*** Opening RECORD EXTRACTS ***

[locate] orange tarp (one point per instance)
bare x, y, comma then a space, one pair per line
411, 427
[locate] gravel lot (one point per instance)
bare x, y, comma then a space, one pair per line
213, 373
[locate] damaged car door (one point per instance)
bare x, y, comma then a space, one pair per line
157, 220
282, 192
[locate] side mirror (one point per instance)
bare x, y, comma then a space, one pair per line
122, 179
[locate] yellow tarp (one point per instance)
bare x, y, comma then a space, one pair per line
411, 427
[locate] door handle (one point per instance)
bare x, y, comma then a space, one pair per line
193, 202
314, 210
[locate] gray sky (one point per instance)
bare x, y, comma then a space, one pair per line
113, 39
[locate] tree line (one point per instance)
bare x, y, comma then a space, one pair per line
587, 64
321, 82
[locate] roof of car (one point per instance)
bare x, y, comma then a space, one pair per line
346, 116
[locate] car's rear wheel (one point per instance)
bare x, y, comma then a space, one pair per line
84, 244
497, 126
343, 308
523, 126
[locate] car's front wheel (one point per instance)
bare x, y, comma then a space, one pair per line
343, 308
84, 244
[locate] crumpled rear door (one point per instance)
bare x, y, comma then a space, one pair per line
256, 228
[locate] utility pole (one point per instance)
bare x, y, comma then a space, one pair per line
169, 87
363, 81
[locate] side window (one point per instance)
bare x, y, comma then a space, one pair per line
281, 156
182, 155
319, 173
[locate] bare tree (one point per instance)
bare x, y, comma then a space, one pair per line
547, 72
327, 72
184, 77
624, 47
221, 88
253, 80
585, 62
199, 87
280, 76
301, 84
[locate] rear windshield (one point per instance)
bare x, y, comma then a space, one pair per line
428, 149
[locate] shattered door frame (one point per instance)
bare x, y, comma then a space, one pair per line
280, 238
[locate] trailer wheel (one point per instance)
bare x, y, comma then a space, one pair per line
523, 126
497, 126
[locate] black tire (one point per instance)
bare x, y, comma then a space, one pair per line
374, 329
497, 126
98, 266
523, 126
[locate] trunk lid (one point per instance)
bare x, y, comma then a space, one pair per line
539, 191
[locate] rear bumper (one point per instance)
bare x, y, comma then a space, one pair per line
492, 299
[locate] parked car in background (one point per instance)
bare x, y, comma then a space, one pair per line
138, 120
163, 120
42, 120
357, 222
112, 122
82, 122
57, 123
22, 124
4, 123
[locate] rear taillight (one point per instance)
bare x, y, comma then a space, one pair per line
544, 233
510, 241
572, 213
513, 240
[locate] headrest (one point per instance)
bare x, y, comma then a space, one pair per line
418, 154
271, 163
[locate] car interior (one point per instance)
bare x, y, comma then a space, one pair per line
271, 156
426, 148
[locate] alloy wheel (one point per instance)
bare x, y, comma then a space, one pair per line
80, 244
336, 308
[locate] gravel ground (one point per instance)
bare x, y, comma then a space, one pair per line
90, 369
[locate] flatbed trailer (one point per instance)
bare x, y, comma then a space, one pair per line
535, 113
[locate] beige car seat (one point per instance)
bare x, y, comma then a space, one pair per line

*** Closing RECORD EXTRACTS ***
*** Opening RECORD EXTRACTS ***

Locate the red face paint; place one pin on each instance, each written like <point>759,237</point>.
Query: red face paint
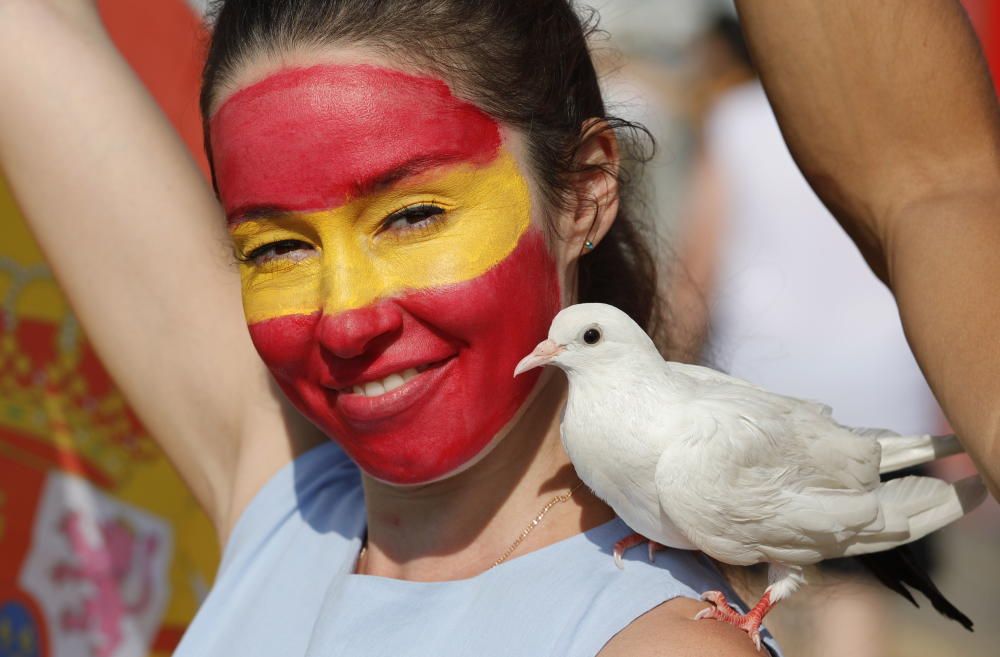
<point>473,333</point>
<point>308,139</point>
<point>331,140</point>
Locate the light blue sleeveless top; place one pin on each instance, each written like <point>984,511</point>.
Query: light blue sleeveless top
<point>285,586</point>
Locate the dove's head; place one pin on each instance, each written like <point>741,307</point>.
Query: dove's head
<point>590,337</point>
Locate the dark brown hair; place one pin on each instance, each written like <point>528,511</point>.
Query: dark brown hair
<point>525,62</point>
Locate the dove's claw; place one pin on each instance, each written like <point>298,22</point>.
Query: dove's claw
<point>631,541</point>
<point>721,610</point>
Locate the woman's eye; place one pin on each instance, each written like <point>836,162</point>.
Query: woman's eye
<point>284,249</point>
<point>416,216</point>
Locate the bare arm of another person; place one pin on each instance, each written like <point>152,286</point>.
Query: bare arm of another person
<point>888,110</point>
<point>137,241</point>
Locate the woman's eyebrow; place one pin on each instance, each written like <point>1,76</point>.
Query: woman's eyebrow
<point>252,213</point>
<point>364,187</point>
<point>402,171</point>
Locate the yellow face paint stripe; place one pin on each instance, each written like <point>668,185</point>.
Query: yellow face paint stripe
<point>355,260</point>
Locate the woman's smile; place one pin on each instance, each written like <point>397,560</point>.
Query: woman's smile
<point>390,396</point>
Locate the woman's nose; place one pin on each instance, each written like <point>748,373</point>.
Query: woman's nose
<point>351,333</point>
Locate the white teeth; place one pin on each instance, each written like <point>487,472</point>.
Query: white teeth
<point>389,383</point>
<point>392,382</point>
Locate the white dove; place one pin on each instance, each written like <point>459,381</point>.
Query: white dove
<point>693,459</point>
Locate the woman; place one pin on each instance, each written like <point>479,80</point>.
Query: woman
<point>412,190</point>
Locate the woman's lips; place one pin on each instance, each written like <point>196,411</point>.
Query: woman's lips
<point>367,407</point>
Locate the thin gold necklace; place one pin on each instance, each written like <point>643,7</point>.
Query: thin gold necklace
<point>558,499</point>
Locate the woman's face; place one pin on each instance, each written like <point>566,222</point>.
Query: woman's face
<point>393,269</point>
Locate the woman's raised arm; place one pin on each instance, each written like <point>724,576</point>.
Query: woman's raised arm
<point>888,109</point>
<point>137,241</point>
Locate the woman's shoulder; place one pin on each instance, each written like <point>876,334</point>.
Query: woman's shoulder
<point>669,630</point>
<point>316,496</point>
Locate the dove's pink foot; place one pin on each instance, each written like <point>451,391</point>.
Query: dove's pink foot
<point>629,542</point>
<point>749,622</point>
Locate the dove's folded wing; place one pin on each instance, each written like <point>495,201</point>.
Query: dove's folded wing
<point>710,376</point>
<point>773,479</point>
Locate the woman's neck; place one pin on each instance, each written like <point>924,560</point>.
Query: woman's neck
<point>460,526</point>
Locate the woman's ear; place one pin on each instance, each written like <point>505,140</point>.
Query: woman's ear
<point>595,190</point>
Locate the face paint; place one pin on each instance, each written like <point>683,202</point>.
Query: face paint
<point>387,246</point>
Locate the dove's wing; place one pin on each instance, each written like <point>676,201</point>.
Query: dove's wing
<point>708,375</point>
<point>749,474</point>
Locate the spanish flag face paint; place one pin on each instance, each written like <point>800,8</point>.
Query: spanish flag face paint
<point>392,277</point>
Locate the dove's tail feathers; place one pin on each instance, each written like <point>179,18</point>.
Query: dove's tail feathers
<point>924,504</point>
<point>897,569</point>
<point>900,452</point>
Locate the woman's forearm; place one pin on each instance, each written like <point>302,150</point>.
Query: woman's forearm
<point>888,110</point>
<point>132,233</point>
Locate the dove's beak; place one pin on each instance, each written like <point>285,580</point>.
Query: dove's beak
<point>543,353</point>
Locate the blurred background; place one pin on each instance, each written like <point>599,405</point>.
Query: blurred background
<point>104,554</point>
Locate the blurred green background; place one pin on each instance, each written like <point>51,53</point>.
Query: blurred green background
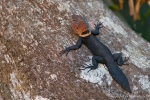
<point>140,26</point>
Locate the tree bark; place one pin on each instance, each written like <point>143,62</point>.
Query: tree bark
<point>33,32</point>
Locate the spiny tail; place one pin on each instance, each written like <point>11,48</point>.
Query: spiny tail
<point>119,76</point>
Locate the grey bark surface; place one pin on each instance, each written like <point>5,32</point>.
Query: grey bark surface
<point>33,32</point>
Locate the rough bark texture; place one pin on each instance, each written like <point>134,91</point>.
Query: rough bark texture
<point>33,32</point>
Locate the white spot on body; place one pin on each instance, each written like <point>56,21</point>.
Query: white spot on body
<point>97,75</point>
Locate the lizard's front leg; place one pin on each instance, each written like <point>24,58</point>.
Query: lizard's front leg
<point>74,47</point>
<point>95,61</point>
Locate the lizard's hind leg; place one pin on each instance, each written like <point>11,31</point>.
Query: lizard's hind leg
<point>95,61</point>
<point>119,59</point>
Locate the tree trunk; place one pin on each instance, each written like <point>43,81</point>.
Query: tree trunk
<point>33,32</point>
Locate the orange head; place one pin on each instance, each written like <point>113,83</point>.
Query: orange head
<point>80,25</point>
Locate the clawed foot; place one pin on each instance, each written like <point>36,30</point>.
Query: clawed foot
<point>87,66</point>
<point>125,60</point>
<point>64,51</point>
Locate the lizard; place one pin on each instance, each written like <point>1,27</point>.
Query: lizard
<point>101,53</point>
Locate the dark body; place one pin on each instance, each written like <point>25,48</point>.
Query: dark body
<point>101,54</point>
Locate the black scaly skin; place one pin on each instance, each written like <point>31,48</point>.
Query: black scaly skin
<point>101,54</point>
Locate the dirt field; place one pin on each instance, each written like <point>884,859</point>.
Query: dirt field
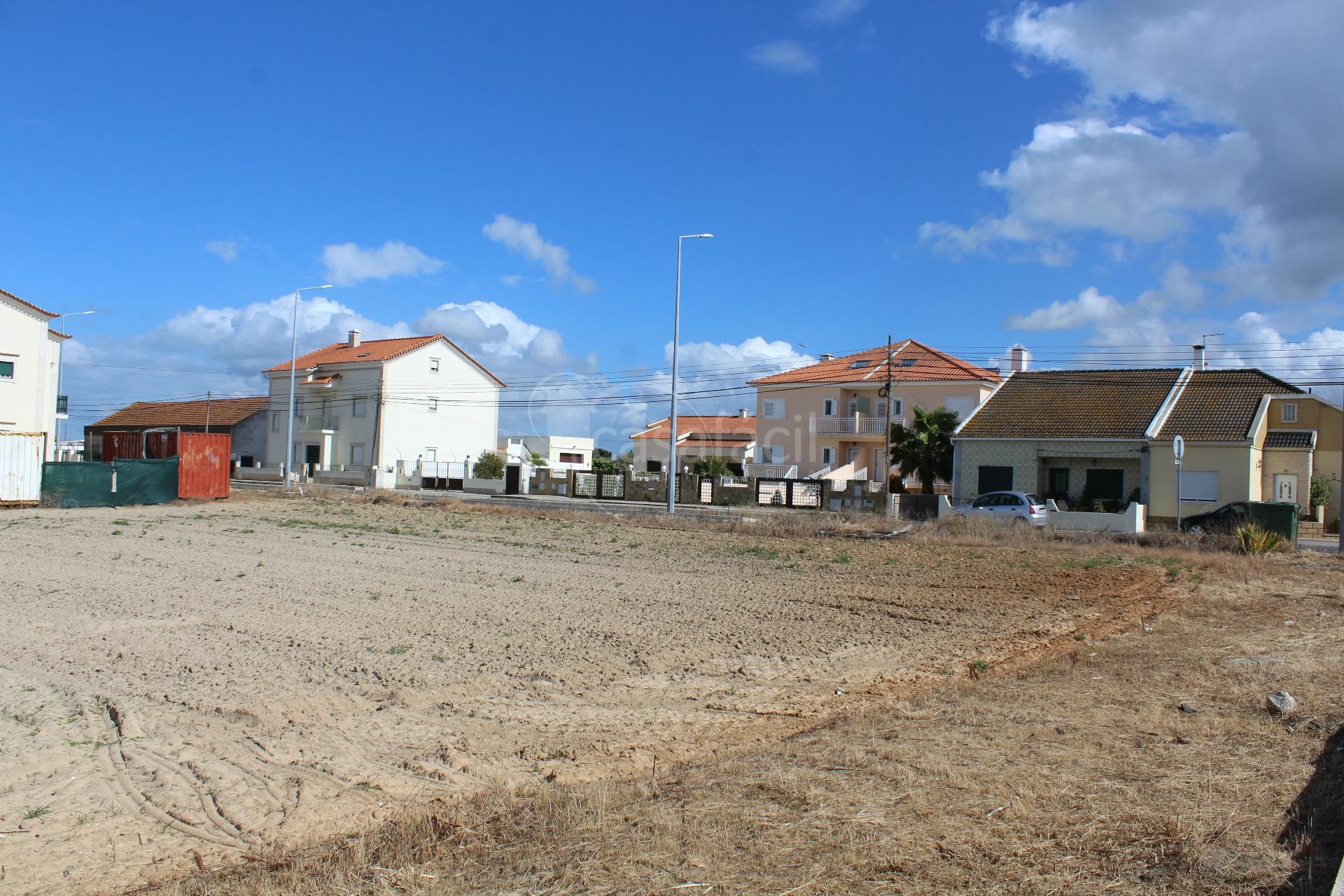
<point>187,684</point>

*** Closing RECORD EXTRACTS ***

WHAT NEEDS TO BE DONE ::
Transcribe the records above exactly, beginning at the line that contains "[locate] orange tarp (one point per instance)" and ending with the line that contains "[locate] bare tree (one point per instance)", both included, and nothing else.

WRITTEN REPLY ::
[locate] orange tarp (one point per instance)
bare x, y, comma then a space, one pair per line
411, 427
[locate] gravel lot (one point per instance)
bare x, y, comma then a space, one pair per line
213, 373
[locate] damaged car door (one point per instance)
bare x, y, comma then a space, one pair per line
157, 220
282, 192
[locate] side mirror (one point per instance)
bare x, y, comma then a space, one pair per line
122, 179
[locate] yellow tarp (one point per instance)
bare x, y, comma then a space, one pair per line
411, 427
[locate] door handle (one point per instance)
bare x, y, comma then a space, one pair per line
193, 202
314, 210
[locate] gray sky (one point per instance)
bare x, y, comma then a space, one pair per line
113, 39
[locate] tree line (one point per instance)
bare x, y, comma then a space, one pair per line
587, 64
321, 82
[locate] roof of car (one point per instance)
bare x, y, comma then a space, one pair per line
346, 116
[locate] car's rear wheel (one point per instance)
bare x, y, comma then a space, one pair per line
84, 244
497, 126
343, 308
523, 126
[locate] car's front wheel (one point per instance)
bare x, y, comma then a space, one pair per line
343, 308
84, 244
[locate] crumpled rear door (one point per instance)
bare x, y, comma then a space, one pair per line
256, 228
[locate] utility pole (one point per instance)
bare x, y, comma then a space, one pair per line
169, 87
363, 81
[locate] side window (one point per instance)
bare x, y, comma then a space, one pair per line
281, 156
182, 155
319, 173
[locate] bare tree (one point per instance)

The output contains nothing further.